'''

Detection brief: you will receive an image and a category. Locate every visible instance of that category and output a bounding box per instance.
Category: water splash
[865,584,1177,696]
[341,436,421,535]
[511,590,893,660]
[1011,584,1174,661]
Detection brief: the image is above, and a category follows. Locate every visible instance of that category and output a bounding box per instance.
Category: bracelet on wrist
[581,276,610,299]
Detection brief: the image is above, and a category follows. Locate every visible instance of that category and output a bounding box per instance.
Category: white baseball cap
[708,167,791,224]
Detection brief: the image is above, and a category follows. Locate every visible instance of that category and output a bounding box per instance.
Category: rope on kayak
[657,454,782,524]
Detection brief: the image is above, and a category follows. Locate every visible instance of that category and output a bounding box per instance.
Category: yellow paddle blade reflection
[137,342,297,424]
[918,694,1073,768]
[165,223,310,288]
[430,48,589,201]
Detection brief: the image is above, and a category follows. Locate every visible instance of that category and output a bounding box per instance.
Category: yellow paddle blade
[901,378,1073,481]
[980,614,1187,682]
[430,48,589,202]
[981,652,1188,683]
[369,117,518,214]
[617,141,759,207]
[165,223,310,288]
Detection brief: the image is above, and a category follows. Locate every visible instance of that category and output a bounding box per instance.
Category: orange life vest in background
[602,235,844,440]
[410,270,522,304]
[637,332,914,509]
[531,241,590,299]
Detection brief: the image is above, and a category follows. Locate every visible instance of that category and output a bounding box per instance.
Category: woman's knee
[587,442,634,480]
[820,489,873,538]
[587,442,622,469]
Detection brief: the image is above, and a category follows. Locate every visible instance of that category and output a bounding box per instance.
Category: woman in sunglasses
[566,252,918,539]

'''

What is wanted is an exact copy of the data.

Detection brief: you will receive an image and a category. Locate every visible instance of that category and output a bounding box per instance.
Category: water splash
[865,584,1177,696]
[341,436,421,535]
[511,590,893,660]
[1011,584,1174,661]
Detection brief: the image is above, and a category follows. Locate every visible instance of that category and output a bounding box per instance.
Category: bracelet on wrist
[581,276,610,299]
Detection brief: the image is above, and a category follows. Locate every visible instance of that category and output a bounding box per instance.
Category: white baseball cap
[708,167,791,224]
Detection brief: the image is above, and a category follows. Locate every visible instance of that category and output a bounding box per instance.
Category: rope on kayak
[657,454,782,524]
Detection brief: the image is above, and a category follows. Locate every visible instance of that category and output a bounding box per instance.
Category: yellow paddle blade reflection
[137,342,297,424]
[918,694,1073,768]
[165,223,310,288]
[430,48,589,201]
Detection brief: the image is above, and a category follows. Locate every visible instance of that category and output a bounding box per instance.
Category: yellow paddle blade
[901,378,1073,481]
[980,614,1187,682]
[430,48,589,202]
[981,652,1188,683]
[369,117,518,214]
[617,141,759,207]
[165,223,310,288]
Detection brief: the image is above, and a category follows. Locate every visible instance of that category and output a bounding box per instance.
Category: orange life vest in background
[602,235,844,440]
[410,270,522,304]
[637,332,914,509]
[531,241,590,299]
Detection brief: the image is above, and a category follows. Locate every visible instance of that category and output a bounding box per instance.
Category: woman's knee
[587,442,634,480]
[820,489,873,538]
[587,442,622,469]
Detection brief: the image is above, and a category follows. Locate every visible instance of that category and output a bounding box per instance.
Category: woman in sunglasses
[566,252,918,539]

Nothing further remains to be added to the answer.